* _EXERCISE_
In the records below, find the line that contains "Would you be able to indicate the rose center" and the line that contains "Would you be able to indicate the blue", then retype exactly those two lines and every line between them.

Data items
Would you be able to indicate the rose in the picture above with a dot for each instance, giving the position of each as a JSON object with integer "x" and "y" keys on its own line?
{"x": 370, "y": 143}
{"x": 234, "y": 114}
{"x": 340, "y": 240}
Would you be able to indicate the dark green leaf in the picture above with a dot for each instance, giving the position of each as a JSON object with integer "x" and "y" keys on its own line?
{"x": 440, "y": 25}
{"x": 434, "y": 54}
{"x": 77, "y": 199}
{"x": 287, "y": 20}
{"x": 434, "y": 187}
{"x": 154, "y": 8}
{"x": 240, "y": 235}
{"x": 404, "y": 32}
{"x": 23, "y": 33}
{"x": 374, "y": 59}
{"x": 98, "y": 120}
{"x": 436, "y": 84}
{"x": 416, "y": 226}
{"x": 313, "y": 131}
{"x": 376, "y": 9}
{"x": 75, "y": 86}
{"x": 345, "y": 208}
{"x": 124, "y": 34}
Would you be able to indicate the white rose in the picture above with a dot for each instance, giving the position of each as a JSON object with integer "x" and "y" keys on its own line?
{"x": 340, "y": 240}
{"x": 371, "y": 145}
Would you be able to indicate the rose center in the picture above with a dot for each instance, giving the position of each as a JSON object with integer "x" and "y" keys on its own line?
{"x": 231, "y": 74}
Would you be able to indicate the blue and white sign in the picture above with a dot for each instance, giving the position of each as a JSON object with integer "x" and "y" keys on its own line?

...

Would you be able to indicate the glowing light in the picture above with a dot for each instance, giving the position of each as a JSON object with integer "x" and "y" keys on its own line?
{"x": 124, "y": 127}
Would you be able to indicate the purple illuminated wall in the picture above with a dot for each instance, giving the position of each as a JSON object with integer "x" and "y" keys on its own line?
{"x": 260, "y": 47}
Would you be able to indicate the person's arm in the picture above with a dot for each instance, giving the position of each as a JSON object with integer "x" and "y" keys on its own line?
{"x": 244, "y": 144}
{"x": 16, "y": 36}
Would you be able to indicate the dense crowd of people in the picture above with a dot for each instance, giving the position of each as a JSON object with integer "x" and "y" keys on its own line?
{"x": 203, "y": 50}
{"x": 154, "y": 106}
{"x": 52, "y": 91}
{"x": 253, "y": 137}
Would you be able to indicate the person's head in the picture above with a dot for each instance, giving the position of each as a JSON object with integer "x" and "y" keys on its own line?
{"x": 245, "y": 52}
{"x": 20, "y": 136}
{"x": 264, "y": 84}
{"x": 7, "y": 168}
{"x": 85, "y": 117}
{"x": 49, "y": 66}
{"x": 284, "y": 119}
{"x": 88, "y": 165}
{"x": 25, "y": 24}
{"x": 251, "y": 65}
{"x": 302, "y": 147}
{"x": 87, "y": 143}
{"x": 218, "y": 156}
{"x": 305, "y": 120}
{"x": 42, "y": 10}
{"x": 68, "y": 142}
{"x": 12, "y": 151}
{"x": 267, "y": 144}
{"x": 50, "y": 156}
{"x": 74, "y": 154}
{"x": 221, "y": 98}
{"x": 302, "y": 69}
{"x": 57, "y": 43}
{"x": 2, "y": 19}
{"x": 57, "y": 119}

* _ANSWER BELOW_
Would you be able to indicate the rose center in the picture above with a dot for each instance, giving the position of each as a JSON object with integer "x" and "y" keys on its own line?
{"x": 231, "y": 74}
Would you be able to indicate the blue and white sign in the picture above with a dot for each instance, giving the position of each as a JSON object with integer "x" and "y" keys on its own line?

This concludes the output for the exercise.